The exercise =>
Please render each line of the records below as a numbered list, leaving out any blank lines.

Excerpted data =>
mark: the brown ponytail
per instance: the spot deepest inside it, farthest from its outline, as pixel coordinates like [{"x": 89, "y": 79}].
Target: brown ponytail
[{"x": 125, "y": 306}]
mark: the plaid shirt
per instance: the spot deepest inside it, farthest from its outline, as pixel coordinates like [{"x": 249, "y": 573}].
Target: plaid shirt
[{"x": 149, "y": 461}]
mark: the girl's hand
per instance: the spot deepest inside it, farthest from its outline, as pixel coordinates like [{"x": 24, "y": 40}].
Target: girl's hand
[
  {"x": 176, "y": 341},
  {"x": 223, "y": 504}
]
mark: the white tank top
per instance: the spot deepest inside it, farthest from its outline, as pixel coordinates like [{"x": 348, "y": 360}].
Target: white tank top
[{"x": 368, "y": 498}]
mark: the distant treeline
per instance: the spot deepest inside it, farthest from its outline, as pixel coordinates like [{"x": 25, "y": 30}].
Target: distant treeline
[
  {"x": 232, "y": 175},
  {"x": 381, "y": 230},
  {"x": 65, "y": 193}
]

Correct output =>
1. mark: the brown ponytail
2. per instance: the spot deepest inside it, farthest from its outline, as pixel coordinates like [{"x": 89, "y": 79}].
3. Target: brown ponytail
4. [{"x": 125, "y": 306}]
5. mark: the plaid shirt
6. per instance: the spot deepest inside it, farthest from its outline, as pixel coordinates like [{"x": 249, "y": 573}].
7. Target: plaid shirt
8. [{"x": 149, "y": 461}]
9. mark: the girl's hand
10. per instance: the spot deepest inside it, farthest from its outline, as pixel coordinates like [{"x": 24, "y": 40}].
11. Target: girl's hand
12. [
13.   {"x": 176, "y": 341},
14.   {"x": 223, "y": 504}
15. ]
16. mark: the white tank top
17. per instance: the spot deepest inside it, farthest from its outline, as pixel coordinates like [{"x": 348, "y": 360}].
18. Target: white tank top
19. [{"x": 368, "y": 498}]
20. mark: the distant treeline
21. per instance: the spot deepest inside it, farthest from its outline, as pixel coordinates like [{"x": 25, "y": 30}].
22. Target: distant treeline
23. [
24.   {"x": 232, "y": 175},
25.   {"x": 381, "y": 230},
26.   {"x": 65, "y": 193}
27. ]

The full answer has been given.